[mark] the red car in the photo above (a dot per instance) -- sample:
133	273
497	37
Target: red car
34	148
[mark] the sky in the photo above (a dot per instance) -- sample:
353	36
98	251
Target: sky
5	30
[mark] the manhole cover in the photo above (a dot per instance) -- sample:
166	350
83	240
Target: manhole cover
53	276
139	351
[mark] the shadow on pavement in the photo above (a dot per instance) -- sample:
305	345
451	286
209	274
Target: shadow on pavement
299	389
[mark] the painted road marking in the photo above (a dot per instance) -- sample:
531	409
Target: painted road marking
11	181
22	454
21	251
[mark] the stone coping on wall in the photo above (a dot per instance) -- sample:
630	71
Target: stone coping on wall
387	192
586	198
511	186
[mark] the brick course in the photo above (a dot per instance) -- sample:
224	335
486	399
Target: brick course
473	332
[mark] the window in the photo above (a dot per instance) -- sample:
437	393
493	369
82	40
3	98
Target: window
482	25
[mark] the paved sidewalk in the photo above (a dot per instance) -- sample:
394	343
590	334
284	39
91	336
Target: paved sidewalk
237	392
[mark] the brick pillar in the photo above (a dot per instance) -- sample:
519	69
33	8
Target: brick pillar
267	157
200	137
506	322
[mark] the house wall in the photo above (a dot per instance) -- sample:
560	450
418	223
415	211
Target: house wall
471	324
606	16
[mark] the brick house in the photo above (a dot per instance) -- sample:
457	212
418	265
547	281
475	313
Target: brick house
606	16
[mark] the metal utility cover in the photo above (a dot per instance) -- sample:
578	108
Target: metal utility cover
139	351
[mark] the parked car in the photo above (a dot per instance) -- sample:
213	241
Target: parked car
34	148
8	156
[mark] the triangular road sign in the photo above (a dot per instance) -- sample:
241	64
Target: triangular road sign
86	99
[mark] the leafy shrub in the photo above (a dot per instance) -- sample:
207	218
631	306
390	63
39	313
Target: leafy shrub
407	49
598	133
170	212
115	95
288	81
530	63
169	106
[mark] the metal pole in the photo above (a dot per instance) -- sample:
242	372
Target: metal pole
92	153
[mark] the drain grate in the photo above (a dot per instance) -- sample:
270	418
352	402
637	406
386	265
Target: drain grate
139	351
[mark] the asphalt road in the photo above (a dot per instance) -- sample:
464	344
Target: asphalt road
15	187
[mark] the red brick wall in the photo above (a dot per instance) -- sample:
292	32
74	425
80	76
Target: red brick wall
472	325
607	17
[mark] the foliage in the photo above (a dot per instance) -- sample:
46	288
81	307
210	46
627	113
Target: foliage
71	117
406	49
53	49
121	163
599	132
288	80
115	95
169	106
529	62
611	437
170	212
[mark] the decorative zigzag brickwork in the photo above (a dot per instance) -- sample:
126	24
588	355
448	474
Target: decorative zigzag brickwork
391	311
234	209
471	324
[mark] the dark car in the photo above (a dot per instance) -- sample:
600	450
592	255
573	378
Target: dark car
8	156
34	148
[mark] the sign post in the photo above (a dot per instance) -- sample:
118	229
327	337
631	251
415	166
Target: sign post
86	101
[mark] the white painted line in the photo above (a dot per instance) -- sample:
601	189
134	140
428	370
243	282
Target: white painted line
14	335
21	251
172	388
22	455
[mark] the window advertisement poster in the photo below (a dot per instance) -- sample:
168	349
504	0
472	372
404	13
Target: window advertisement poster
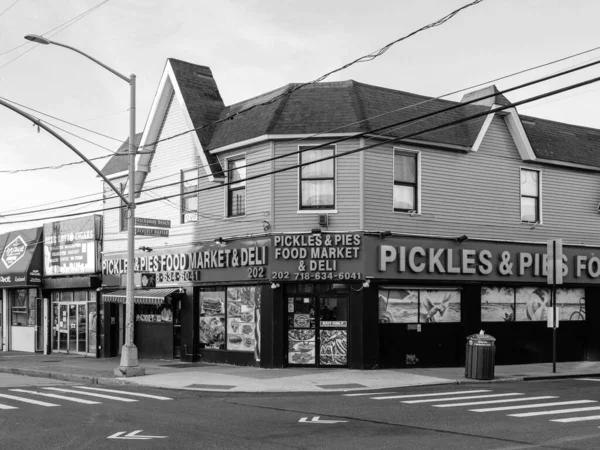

◆ To do:
Starting at the entry that contains "[mark] the decorative" and ending with the last entry above, write those entries out again in full, including the requests, and shift each answer point coordinate by adding -31 to it. Leave the pictures out.

◆ Solution below:
[mark] the decorative zigzag brickwork in the photo above (a dot per instance) -- sample:
126	24
588	355
448	474
Target: decorative zigzag brickwork
360	280
203	178
440	293
[mark] the dark car in the photo above (a dot per instance) -- sample:
600	450
592	255
573	378
Target: dark car
-23	125
3	117
[mark] the sign post in the photo above (a dot per instance) -- sample:
118	229
327	337
631	251
415	166
Target: sign post
55	70
[mark] the white painted line in the photo above (a dot per instance) -- sample:
601	189
134	140
428	370
243	282
Target: white painted line
-17	304
-10	220
141	357
-9	424
[mark] the window advertisement poster in the photo below (a dot per instance) -- sample:
168	349
504	0
472	372
404	13
Target: window advertisement poster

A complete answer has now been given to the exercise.